▶ _WHAT IS REQUIRED_
Report every line in the items below that contains the string "window".

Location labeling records
□ □ □ □ □
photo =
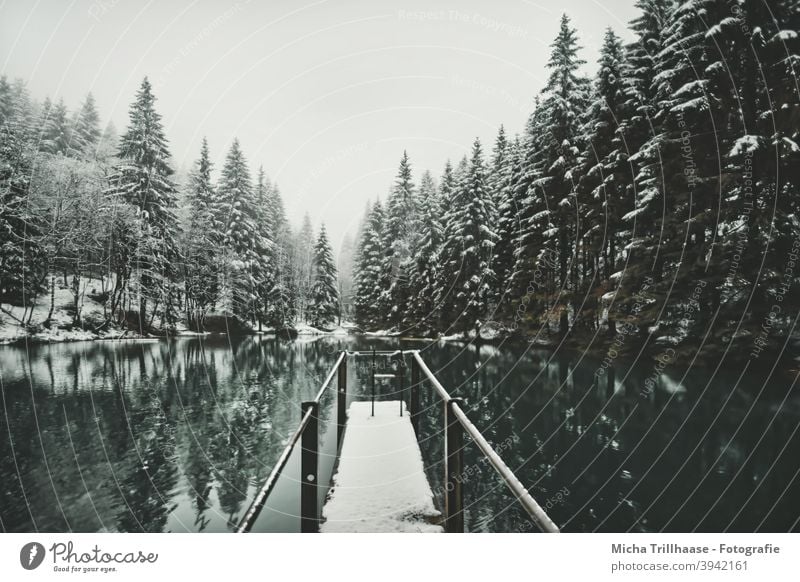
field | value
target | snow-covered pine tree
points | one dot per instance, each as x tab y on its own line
282	302
368	270
142	179
449	256
508	227
201	241
324	308
498	170
20	256
399	234
604	178
753	52
420	313
85	130
242	238
6	101
552	147
266	254
304	259
468	248
55	129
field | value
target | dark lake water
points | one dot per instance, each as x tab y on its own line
178	435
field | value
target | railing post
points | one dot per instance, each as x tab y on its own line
309	455
453	469
373	382
400	377
341	398
413	400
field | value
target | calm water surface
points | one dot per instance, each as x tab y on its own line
178	435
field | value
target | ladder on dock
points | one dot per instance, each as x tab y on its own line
380	484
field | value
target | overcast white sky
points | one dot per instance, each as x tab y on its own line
325	94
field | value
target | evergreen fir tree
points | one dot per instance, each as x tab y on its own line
324	308
369	270
549	222
423	277
399	234
142	178
55	130
201	243
85	131
243	242
469	246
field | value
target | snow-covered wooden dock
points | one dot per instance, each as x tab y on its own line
380	484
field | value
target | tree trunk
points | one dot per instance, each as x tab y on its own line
52	300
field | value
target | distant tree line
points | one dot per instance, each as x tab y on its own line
659	199
102	215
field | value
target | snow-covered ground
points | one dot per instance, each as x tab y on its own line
61	328
380	485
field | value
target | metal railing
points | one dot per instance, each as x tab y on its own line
456	425
307	433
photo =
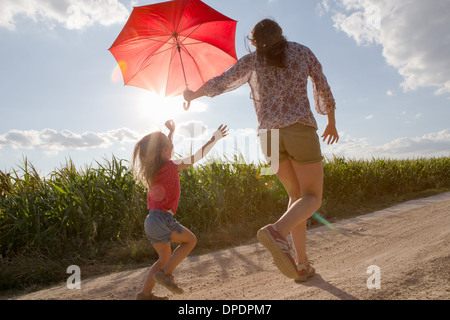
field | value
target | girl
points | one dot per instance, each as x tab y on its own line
152	166
278	74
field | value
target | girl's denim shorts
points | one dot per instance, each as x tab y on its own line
159	226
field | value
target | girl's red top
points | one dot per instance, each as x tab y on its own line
165	193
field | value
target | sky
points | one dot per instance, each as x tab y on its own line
62	96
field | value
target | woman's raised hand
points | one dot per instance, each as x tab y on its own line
221	133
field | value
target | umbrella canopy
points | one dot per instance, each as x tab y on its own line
168	46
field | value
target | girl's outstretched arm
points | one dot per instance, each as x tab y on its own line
171	126
221	133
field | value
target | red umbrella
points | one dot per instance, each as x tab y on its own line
168	46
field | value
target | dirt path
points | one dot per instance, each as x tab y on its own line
409	243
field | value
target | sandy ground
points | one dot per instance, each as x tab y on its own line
409	244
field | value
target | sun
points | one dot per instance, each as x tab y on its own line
159	109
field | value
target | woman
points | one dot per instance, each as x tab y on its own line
278	75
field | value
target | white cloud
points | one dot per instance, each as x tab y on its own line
413	34
53	141
192	130
72	14
435	144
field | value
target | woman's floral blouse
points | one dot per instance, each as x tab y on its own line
280	94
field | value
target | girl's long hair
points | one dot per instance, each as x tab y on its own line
147	160
267	37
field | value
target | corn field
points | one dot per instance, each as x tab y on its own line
84	212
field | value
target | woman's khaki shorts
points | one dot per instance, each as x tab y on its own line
298	142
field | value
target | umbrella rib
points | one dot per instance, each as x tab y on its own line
170	64
146	59
162	24
195	62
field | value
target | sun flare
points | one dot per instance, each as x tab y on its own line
160	109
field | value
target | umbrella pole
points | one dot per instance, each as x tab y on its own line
187	105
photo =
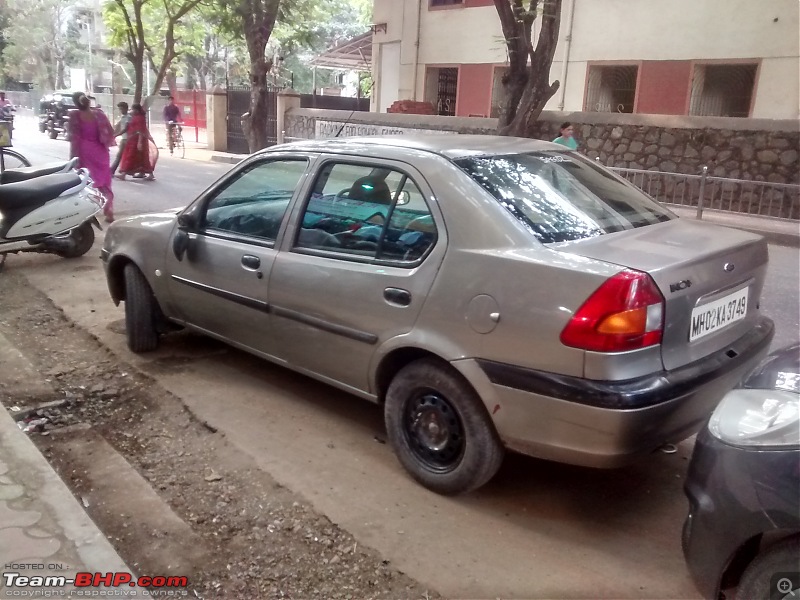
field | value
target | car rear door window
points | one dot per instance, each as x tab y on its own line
367	211
561	196
254	203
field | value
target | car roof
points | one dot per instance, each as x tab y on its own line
452	146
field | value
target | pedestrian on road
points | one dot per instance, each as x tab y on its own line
141	153
172	118
121	131
90	136
7	112
567	136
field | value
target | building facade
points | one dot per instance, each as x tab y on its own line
733	58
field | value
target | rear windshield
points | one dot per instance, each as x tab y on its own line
561	196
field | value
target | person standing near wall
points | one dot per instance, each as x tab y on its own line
567	136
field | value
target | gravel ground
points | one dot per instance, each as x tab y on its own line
264	541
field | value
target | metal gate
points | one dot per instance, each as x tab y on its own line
239	104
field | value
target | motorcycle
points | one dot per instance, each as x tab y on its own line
49	210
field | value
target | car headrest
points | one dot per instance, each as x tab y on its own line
369	189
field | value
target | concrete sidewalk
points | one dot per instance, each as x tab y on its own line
44	531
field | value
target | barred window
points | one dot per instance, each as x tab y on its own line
722	90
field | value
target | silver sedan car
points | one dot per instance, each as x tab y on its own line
490	293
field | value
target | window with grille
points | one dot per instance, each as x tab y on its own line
441	87
611	88
722	90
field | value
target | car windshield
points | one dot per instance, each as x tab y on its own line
561	196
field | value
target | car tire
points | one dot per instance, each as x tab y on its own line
756	579
140	312
440	430
83	237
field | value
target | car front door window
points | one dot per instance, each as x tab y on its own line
254	203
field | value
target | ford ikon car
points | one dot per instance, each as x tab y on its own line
489	292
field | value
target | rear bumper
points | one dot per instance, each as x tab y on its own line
610	423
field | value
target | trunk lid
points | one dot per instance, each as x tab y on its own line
711	278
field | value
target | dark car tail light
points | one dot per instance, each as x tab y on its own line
625	313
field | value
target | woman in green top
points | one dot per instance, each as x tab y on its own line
567	137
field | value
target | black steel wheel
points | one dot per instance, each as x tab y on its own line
433	431
141	311
440	429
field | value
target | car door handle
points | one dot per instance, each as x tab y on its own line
397	296
250	262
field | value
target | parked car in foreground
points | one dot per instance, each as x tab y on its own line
489	292
743	526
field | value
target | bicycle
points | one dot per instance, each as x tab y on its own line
178	146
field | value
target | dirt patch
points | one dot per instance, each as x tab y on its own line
262	540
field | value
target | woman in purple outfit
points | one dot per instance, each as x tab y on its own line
90	136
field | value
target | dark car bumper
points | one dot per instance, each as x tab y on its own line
611	423
735	496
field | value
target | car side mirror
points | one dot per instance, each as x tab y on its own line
180	243
187	222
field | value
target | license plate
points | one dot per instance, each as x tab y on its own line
719	314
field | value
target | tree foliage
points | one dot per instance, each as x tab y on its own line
526	85
35	42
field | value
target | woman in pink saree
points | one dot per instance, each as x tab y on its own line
90	136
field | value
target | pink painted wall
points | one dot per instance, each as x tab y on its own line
664	87
474	90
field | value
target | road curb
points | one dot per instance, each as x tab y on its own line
227	158
776	231
71	532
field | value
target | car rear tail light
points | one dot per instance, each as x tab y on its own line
625	313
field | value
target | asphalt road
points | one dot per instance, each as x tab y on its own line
539	529
178	181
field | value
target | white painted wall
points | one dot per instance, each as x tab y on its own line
611	30
390	75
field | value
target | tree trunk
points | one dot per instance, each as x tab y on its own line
527	87
254	123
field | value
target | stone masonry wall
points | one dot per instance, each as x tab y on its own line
750	149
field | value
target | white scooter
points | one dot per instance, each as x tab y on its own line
49	210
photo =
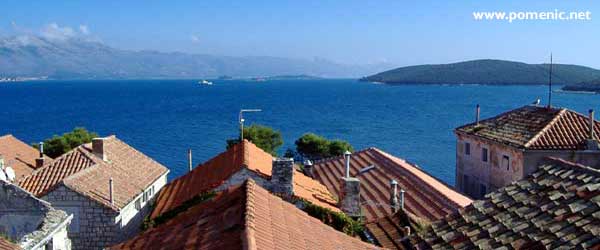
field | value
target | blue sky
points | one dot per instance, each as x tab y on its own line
357	32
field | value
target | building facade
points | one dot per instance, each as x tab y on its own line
31	223
107	186
495	152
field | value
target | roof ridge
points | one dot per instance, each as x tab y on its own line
577	166
554	120
248	238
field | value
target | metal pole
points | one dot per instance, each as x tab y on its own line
190	159
550	84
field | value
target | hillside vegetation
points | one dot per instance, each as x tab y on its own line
486	72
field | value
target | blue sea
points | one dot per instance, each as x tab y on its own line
163	118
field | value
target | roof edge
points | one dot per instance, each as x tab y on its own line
248	237
546	128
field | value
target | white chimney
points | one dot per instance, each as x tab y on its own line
39	162
477	112
347	157
111	191
394	196
402	198
99	148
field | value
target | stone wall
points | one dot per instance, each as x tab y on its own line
474	176
32	222
93	225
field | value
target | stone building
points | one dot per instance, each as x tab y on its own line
30	223
555	207
19	158
494	152
106	185
233	167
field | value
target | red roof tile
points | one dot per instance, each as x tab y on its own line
43	180
536	128
7	245
426	197
19	155
212	173
89	175
244	217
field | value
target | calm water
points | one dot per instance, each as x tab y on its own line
163	118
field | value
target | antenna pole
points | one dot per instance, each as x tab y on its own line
550	84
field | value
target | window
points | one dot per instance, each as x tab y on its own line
484	154
482	190
506	162
74	226
138	204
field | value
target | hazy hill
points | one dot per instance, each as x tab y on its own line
33	56
485	72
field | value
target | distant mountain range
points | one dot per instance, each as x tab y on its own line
33	56
486	72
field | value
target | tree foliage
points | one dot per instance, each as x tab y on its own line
263	137
313	146
58	145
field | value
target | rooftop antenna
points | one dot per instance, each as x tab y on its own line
550	84
242	121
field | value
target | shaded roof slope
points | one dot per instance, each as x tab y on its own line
7	245
536	128
215	171
556	206
425	197
43	180
244	217
87	174
19	155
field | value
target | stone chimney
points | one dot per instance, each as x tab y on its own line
592	143
350	196
394	196
477	113
282	176
98	148
308	168
39	162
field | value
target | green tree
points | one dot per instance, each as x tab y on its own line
263	137
313	146
58	145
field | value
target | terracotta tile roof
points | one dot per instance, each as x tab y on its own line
389	230
536	128
244	217
212	173
89	175
43	180
556	206
19	155
7	245
425	197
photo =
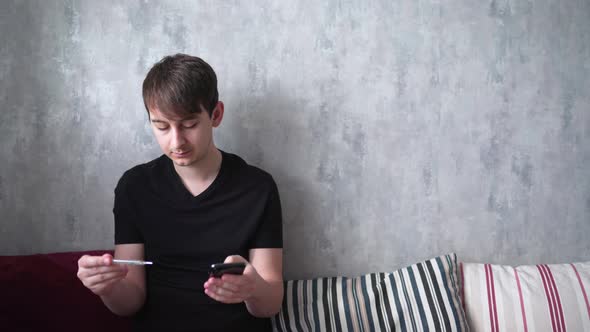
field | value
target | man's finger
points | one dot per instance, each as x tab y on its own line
104	278
93	261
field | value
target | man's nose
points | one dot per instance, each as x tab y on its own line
178	139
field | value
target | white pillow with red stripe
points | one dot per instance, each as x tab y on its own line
527	298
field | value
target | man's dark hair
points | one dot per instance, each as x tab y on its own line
179	85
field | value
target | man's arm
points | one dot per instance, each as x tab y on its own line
121	287
268	295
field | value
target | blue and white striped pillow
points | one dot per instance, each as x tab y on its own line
421	297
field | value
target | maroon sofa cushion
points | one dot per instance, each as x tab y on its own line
42	293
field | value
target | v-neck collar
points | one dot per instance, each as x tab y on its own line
181	191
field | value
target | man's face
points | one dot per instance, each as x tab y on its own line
186	140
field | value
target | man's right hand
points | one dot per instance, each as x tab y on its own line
99	274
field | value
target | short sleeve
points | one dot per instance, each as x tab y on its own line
126	230
270	230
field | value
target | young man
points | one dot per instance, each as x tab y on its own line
192	207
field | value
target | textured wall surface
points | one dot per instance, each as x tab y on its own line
396	130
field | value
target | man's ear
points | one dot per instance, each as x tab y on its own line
217	114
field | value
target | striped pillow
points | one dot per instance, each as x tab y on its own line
527	298
421	297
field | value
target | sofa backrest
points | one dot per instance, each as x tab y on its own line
42	293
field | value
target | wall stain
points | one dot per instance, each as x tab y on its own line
523	169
□ □ □ □ □
▶ _EXERCISE ANSWER_
target | car rear door window
target | barred window
target | window with grille
target | car front door window
target | window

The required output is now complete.